*Passage provided:*
● ● ●

Ko kā taura e paihere ai
Artist Marion Wassenaar teamed up with scientist Tanya Major to explore the suffering caused by gout.
Ka mahi tahi tētahi rikatoi, a Marion Wassenar, rāua ko tētahi kaipūtaiao, a Tanya Major, kia whakatewhatewha i te mamae nā te porohau.
Gout is a serious health problem in Aotearoa, New Zealand. An increasing number of (mainly) New Zealand Māori and Pacific Island men are affected, with South Auckland now regarded as "the gout capital of the world". The gout sufferer must deal with the physical pain and disability of gout attacks, whilst also being confronted with feelings of self-blame and shame for their gout diagnosis, which is reinforced by the lack of understanding from the general public, who see gout as an easily avoidable condition associated with an indulgent lifestyle. The Art and Genetics collaborative project in 2017 was an opportunity to engage with the community in a new, creative way and spread the message that gout is a genetic disease that can be treated.
Tanya Major and her colleagues in the Merriman Laboratory (Department of Biochemistry) at the University of Otago are identifying the specific genes that are associated with gout and sharing these findings with gout patients and the general public. Tanya's aim is to understand how these genes cause gout, and how they might change a person's symptoms or response to treatment, with the goal of improving the lives of people with gout.
Marion Wassenaar, an artist and lecturer at Otago Polytechnic's Dunedin School of Art, worked with Tanya Major for the Art and Genetics project. The artwork, Ties That Bind, seeks to address the notion of alienation stemming from the lack of understanding about gout, that reflects a sympathetic and personal response to the research. Ties That Bind consists of four framed works which layer glass and transparent screen-printed images.

● ● ●

*Exercise 1:* Copy the gout passage from "Tanya Major and" to "people with gout.".
*Exercise 2:* In the gout passage, what does the artwork Ties That Bind consist of?
*Exercise 3:* Continue the passage on the gout art project from its final sentence.

● ● ●

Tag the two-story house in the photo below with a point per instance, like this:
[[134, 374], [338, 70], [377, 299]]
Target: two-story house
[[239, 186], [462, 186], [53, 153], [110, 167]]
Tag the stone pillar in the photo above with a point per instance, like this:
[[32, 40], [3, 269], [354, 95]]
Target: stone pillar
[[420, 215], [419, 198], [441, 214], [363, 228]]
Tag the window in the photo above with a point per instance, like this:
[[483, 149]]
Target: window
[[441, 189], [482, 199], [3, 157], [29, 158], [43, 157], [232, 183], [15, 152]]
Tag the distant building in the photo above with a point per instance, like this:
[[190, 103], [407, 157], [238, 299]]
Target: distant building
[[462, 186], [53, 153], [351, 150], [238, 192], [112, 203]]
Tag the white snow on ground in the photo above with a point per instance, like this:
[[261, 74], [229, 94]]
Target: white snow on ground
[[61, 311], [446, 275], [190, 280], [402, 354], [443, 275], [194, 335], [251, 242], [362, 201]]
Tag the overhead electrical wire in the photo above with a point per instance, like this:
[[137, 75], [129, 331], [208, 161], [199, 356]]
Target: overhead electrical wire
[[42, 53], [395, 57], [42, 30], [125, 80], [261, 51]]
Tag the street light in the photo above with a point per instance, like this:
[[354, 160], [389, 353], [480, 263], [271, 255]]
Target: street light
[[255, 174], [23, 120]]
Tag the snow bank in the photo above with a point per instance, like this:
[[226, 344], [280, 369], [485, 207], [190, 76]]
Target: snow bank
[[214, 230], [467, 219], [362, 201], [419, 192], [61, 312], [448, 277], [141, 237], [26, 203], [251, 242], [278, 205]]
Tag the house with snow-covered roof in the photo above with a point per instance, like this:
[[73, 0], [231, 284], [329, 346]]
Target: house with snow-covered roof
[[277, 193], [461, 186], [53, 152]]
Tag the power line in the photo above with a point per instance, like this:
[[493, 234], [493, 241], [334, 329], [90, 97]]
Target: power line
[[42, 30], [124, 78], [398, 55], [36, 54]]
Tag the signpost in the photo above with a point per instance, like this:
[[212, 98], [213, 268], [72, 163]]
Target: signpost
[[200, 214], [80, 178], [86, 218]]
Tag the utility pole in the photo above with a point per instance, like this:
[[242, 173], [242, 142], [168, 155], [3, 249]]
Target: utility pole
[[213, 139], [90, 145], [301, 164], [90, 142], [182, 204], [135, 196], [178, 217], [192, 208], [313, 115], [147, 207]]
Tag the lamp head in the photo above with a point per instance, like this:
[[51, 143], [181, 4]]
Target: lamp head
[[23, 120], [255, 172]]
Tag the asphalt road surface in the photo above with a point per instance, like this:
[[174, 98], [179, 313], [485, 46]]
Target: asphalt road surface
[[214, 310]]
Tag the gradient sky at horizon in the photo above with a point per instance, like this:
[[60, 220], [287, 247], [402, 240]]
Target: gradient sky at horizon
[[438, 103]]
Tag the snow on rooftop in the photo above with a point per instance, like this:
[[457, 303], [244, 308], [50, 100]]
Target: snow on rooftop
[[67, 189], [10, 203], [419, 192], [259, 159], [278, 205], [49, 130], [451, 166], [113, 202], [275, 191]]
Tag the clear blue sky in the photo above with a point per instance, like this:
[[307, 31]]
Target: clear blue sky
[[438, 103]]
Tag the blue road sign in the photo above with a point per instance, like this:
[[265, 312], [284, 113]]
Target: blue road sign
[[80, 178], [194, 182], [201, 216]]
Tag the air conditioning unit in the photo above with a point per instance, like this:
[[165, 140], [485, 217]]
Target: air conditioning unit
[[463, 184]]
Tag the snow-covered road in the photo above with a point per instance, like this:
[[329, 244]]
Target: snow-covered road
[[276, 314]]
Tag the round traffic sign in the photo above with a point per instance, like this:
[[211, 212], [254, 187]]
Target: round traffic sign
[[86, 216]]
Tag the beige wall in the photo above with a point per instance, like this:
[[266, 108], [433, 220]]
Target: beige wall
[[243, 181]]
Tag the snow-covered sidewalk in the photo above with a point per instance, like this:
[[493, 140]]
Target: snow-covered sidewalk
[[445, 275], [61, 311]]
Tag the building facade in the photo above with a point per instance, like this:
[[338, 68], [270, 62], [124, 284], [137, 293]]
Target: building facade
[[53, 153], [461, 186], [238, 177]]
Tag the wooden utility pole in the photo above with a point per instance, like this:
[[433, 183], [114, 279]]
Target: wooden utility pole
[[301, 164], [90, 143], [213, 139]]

● ● ●

*Exercise answer 1:*
Tanya Major and her colleagues in the Merriman Laboratory (Department of Biochemistry) at the University of Otago are identifying the specific genes that are associated with gout and sharing these findings with gout patients and the general public. Tanya's aim is to understand how these genes cause gout, and how they might change a person's symptoms or response to treatment, with the goal of improving the lives of people with gout.

*Exercise answer 2:* Four framed works which layer glass and transparent screen-printed images.

*Exercise answer 3:*
Marion also produced giveaway screenprinted posters which conveyed the message "GOUT IS IN YOUR GENES. Why DON'T we talk about it... why don't WE talk about it." Raising awareness of gout's causes and treatment options is essential to reducing the substantial burden it places on patients, their families, and communities in New Zealand.
He take hauora taumaha te porohau ki Aotearoa. He tokomaha haere te nama o kā tāne Māori me kā tāne o Te Moana-nui-a-Kiwa e whakapākia ana, e ai ki kā kōrero, ko Tāmaki ki te Toka te "tāone matua porohau o te ao". Ka kawe te hāura porohau i te mamae ā-tinana, i te whakahauātaka hoki o kā mate porohau, ā, ka pokea e kā kare ā-roto o te uapare ā-roto, o te whakamā mō te whakatau māuiui porohau, ka whakakahatia anōtia tēnei e te hapori whānui, nā rātou i whakaaro ai, he āhuataka papa kore e hākai ana ki te mahi hūmārika. He mea akitu te kaupapa kātahi o Art and Genetics i te tau 2017 kia mahi tahi rātou ko te hapori i tētahi aka hou, i tētahi aka auaha, ā, ka tohatoha i te karere, he mate ā-ira, ā, ka taea te rokoā.
Ka tautuhi a Tanya Major rātou ko ana kaimahi ki te Merriman Laboratory (Te Tari Mat¯u Koiora) ki te Whare Wānanga o Otago i kā ira tauwhaiti e hākai ana ki te porohau, ā, ka tohatohaina ēnei hua ki kā hāura porohau me te hapori whānui. Ko tā Tanya whāika kia whakamārama, ka pēhea ēnei ira e whakaporohau, ka pēhea hoki kā ira e whakarerekē pea ana i kā tohu māuiui, i kā tauhohe rokoā, ā, ko te whāika matua, kia whakapai i kā koiora o kā tākata porohau.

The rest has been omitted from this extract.